**Aim of the task:** In the data below, the answer is the run of lines from the line containing "36L19 40L18 34L13" through the line containing "positive clicks: (22, 59)", both included; print it exactly and nothing else.

[Dataset records]

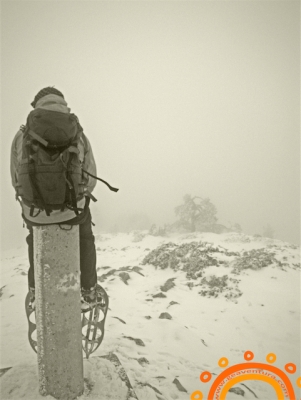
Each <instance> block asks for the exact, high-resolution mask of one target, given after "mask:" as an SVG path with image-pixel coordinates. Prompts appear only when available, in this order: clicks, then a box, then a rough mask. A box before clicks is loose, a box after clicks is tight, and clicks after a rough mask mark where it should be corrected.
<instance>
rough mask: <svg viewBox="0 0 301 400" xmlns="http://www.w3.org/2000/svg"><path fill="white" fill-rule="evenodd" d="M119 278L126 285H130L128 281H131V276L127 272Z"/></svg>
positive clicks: (122, 274) (121, 275)
mask: <svg viewBox="0 0 301 400" xmlns="http://www.w3.org/2000/svg"><path fill="white" fill-rule="evenodd" d="M119 277H120V279H121V280H122V282H124V283H125V284H126V285H128V280H129V279H131V277H130V275H129V274H128V273H127V272H120V274H119Z"/></svg>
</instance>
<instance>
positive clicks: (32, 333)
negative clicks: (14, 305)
mask: <svg viewBox="0 0 301 400" xmlns="http://www.w3.org/2000/svg"><path fill="white" fill-rule="evenodd" d="M33 304H34V303H33V297H32V292H31V291H29V292H28V293H27V296H26V299H25V311H26V316H27V320H28V340H29V344H30V346H31V347H32V349H33V350H34V351H35V352H36V353H37V347H38V343H37V338H36V337H37V325H36V313H35V307H34V306H33Z"/></svg>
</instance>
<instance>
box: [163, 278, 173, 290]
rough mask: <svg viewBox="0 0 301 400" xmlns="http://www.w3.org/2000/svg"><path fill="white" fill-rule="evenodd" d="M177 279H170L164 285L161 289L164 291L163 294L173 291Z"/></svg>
mask: <svg viewBox="0 0 301 400" xmlns="http://www.w3.org/2000/svg"><path fill="white" fill-rule="evenodd" d="M175 279H176V278H170V279H167V281H166V282H165V283H164V285H163V286H161V287H160V289H161V290H162V292H167V291H168V290H170V289H172V288H173V287H174V286H176V285H175V283H174V280H175Z"/></svg>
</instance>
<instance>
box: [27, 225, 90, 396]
mask: <svg viewBox="0 0 301 400" xmlns="http://www.w3.org/2000/svg"><path fill="white" fill-rule="evenodd" d="M62 227H63V226H62ZM62 227H60V226H59V225H45V226H38V227H34V254H35V255H34V263H35V282H36V322H37V340H38V366H39V386H40V393H41V394H42V395H48V394H50V395H52V396H53V397H55V398H57V399H64V400H65V399H66V400H69V399H70V400H71V399H75V398H76V397H77V396H79V395H80V394H82V392H83V389H84V381H83V358H82V337H81V310H80V269H79V231H78V226H73V227H72V229H70V230H65V229H62Z"/></svg>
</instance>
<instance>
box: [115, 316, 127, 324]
mask: <svg viewBox="0 0 301 400" xmlns="http://www.w3.org/2000/svg"><path fill="white" fill-rule="evenodd" d="M112 318H116V319H118V320H119V321H120V322H122V323H123V324H126V322H125V321H124V320H123V319H121V318H118V317H112Z"/></svg>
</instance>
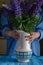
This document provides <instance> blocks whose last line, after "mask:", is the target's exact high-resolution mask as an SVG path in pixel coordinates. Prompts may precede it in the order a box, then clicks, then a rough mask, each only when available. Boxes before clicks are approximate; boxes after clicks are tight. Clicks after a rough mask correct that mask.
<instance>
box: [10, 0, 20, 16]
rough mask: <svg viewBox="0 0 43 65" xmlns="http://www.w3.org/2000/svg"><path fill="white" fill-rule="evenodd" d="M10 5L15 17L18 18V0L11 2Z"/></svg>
mask: <svg viewBox="0 0 43 65" xmlns="http://www.w3.org/2000/svg"><path fill="white" fill-rule="evenodd" d="M11 5H12V8H13V10H14V12H15V15H16V16H20V15H21V8H20V3H19V1H18V0H11Z"/></svg>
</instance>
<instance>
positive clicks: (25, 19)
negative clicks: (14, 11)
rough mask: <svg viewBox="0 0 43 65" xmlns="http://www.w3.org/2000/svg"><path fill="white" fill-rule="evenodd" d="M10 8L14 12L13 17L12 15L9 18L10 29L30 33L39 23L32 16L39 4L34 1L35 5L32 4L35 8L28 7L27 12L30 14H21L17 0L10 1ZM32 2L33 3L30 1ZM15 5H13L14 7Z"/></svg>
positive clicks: (36, 16) (19, 6)
mask: <svg viewBox="0 0 43 65" xmlns="http://www.w3.org/2000/svg"><path fill="white" fill-rule="evenodd" d="M11 1H12V2H13V3H12V6H13V10H14V11H15V15H14V14H12V16H10V18H9V19H10V22H12V27H15V28H16V29H20V30H24V31H26V32H31V31H34V27H35V25H36V24H37V23H38V22H39V18H38V17H37V16H36V15H34V14H32V13H33V12H34V11H35V12H37V11H36V10H37V7H38V6H39V5H38V4H39V2H38V1H36V3H35V2H34V4H36V5H35V6H37V7H36V8H35V7H34V8H32V7H33V6H31V7H30V9H28V10H29V12H30V13H31V14H29V13H28V14H25V13H22V10H21V7H20V3H19V1H18V0H11ZM32 2H33V1H32ZM37 3H38V4H37ZM14 4H15V5H14Z"/></svg>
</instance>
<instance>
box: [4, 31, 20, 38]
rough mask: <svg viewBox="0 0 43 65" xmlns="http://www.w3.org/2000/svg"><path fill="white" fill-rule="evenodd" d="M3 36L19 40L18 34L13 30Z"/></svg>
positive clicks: (5, 33)
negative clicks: (10, 37) (6, 35)
mask: <svg viewBox="0 0 43 65" xmlns="http://www.w3.org/2000/svg"><path fill="white" fill-rule="evenodd" d="M5 34H6V35H7V36H10V37H12V38H15V39H19V38H20V35H19V33H18V32H17V31H15V30H8V31H6V32H5Z"/></svg>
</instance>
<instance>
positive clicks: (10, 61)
mask: <svg viewBox="0 0 43 65" xmlns="http://www.w3.org/2000/svg"><path fill="white" fill-rule="evenodd" d="M0 65H43V56H40V57H36V56H32V57H31V60H30V62H28V63H22V62H18V61H17V60H16V59H15V57H14V56H0Z"/></svg>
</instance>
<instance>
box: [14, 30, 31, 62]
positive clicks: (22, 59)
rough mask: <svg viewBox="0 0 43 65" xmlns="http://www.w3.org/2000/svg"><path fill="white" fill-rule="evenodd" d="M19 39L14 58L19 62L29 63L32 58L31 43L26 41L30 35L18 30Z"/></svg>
mask: <svg viewBox="0 0 43 65" xmlns="http://www.w3.org/2000/svg"><path fill="white" fill-rule="evenodd" d="M18 32H19V34H20V39H19V40H18V46H17V48H16V50H15V54H16V58H17V60H18V61H20V62H29V61H30V58H31V56H32V49H31V43H29V41H28V40H27V37H28V36H29V35H30V34H28V33H26V32H24V31H20V30H18Z"/></svg>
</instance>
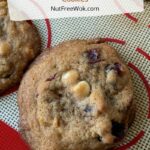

**Result for this task:**
rough mask: <svg viewBox="0 0 43 65" xmlns="http://www.w3.org/2000/svg"><path fill="white" fill-rule="evenodd" d="M3 36L19 40L18 34L13 30Z"/></svg>
positive clicks: (5, 33)
negative clicks: (10, 37) (6, 35)
mask: <svg viewBox="0 0 43 65" xmlns="http://www.w3.org/2000/svg"><path fill="white" fill-rule="evenodd" d="M5 34H6V35H7V36H10V37H12V38H15V39H19V38H20V35H19V33H18V32H17V31H15V30H8V31H6V32H5Z"/></svg>
</instance>
<instance>
positive clicks: (10, 61)
mask: <svg viewBox="0 0 43 65" xmlns="http://www.w3.org/2000/svg"><path fill="white" fill-rule="evenodd" d="M0 65H43V56H40V57H36V56H32V57H31V60H30V62H28V63H22V62H18V61H17V60H16V59H15V57H14V56H0Z"/></svg>
</instance>
<instance>
box: [14, 30, 31, 62]
positive clicks: (22, 59)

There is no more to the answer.